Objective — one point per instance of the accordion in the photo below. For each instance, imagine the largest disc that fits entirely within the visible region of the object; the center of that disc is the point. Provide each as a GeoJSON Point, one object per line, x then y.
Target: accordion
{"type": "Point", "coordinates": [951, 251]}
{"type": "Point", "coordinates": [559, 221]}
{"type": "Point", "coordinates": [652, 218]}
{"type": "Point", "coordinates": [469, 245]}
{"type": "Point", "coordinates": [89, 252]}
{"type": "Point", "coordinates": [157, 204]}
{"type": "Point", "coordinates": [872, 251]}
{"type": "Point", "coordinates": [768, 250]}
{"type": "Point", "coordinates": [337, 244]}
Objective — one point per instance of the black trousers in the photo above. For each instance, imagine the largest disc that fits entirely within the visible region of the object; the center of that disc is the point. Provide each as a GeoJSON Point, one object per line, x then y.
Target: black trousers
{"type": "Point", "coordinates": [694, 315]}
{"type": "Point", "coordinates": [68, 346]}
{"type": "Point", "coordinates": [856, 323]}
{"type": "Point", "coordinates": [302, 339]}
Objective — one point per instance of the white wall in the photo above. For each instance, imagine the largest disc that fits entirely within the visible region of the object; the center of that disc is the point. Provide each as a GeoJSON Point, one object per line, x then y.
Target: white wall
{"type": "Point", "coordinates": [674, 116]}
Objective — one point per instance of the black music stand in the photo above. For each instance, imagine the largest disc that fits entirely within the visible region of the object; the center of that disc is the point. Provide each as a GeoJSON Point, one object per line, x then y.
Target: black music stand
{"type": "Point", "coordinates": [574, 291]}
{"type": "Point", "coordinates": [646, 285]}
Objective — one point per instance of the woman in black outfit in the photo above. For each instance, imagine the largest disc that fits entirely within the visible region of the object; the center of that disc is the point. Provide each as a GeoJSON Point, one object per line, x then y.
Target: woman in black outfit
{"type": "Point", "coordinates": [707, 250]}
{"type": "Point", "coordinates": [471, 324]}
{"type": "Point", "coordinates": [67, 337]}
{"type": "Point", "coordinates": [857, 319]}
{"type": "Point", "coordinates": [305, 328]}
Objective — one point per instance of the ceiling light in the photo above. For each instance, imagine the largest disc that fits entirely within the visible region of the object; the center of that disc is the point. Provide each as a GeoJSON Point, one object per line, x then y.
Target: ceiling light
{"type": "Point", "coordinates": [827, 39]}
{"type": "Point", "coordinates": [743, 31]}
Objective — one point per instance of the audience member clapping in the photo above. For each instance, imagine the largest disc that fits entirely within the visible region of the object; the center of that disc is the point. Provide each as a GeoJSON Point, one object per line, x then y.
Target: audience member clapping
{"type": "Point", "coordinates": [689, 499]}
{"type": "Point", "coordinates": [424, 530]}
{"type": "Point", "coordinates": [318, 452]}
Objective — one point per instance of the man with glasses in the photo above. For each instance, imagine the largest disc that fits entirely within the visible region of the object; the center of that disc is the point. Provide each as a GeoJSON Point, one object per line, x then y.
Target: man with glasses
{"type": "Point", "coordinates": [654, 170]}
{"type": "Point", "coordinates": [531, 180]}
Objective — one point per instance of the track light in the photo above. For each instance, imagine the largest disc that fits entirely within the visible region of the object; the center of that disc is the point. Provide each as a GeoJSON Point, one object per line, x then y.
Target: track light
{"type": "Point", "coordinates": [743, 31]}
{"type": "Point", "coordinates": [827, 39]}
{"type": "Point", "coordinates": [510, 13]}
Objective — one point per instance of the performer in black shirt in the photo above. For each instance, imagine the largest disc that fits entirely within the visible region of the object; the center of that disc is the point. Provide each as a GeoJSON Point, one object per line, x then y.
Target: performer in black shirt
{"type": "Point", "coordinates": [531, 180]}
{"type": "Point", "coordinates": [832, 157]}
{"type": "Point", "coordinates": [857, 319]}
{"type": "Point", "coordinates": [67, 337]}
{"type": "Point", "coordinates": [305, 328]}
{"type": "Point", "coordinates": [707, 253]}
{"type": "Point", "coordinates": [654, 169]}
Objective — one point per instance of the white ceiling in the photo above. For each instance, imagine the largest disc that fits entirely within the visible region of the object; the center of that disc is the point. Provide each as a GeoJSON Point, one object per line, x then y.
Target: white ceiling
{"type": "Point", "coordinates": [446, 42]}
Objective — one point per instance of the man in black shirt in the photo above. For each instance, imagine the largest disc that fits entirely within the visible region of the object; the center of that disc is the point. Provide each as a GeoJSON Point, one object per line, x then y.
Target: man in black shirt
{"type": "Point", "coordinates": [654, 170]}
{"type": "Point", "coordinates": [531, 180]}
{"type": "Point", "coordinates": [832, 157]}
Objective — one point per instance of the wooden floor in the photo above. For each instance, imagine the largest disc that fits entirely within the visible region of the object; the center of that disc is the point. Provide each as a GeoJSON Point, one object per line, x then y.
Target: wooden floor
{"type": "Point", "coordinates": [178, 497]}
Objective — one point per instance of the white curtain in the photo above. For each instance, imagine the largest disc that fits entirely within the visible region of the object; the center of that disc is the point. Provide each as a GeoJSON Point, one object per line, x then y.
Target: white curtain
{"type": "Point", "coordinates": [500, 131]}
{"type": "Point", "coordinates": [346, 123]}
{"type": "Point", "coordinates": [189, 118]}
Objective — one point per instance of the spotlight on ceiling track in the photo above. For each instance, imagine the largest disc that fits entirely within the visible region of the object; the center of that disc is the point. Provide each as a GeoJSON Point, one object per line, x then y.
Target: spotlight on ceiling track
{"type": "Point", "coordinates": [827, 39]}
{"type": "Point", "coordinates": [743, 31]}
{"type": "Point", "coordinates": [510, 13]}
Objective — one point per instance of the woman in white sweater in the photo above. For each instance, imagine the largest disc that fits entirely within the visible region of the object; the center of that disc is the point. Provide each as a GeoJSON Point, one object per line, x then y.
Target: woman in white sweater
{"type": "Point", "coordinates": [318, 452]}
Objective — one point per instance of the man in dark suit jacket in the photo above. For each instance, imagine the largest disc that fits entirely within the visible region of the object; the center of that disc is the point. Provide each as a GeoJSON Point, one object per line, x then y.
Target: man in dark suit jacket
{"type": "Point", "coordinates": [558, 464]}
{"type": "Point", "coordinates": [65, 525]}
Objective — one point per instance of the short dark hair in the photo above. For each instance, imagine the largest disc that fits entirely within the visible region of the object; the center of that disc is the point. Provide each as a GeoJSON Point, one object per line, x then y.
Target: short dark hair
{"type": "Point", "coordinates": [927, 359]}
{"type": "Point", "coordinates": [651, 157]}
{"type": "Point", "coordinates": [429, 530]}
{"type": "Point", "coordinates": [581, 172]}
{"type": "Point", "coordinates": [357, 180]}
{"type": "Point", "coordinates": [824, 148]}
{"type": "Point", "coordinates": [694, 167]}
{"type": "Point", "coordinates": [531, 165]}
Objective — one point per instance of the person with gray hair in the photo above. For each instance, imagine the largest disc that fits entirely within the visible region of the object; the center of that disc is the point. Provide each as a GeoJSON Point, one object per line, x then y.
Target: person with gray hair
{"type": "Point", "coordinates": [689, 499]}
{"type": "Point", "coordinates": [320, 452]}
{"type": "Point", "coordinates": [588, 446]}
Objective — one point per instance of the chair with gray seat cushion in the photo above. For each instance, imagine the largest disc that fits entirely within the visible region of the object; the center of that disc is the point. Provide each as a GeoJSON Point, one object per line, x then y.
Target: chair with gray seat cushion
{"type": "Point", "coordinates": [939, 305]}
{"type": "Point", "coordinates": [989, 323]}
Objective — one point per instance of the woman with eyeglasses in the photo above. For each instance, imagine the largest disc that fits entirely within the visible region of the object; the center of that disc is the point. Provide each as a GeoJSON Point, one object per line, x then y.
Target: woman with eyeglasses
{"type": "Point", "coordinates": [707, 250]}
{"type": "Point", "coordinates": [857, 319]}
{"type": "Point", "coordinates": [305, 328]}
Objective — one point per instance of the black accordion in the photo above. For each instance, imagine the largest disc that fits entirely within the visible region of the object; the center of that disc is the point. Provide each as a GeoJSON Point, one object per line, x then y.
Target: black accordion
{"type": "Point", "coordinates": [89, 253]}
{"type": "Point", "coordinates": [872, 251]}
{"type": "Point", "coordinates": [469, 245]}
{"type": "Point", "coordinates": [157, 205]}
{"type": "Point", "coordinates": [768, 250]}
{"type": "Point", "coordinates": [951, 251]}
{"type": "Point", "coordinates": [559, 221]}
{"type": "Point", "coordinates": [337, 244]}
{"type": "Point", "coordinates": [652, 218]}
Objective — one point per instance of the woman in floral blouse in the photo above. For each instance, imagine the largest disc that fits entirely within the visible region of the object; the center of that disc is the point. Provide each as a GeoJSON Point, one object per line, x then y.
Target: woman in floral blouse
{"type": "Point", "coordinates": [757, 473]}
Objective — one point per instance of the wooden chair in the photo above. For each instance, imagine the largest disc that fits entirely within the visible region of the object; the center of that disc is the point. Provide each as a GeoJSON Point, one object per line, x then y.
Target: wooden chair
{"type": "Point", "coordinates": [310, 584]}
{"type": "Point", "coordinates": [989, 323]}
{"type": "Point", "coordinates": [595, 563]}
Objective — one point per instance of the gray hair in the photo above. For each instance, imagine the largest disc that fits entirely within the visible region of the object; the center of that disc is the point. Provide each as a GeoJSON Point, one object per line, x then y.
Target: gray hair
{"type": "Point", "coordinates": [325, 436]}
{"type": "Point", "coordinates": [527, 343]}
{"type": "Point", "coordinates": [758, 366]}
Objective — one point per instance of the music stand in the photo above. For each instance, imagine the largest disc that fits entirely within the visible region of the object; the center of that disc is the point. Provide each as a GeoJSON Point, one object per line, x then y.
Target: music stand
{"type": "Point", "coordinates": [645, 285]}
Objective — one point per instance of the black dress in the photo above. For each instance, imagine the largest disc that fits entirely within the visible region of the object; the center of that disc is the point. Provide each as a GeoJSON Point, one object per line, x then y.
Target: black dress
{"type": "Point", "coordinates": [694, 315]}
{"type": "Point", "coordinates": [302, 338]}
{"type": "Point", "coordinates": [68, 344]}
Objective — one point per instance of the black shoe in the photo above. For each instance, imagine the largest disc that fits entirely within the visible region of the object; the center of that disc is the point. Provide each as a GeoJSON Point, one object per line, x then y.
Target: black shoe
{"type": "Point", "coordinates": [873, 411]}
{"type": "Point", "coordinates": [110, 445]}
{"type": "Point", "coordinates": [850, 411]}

Written exercise:
Set down, word for word, only the lines running from the line with "Objective — one point per instance of the black shoe" to the last line of the listing above. Both of those lines belong in your answer.

Response for this exercise:
Objective — one point per instance of the black shoe in the photo above. For each instance, imagine the largest disc that fits entirely within the visible region of the object; the center of that disc is the point. Provide each as a GeoJSON Point, one object per line, x then y.
Target: black shoe
{"type": "Point", "coordinates": [873, 411]}
{"type": "Point", "coordinates": [110, 445]}
{"type": "Point", "coordinates": [850, 411]}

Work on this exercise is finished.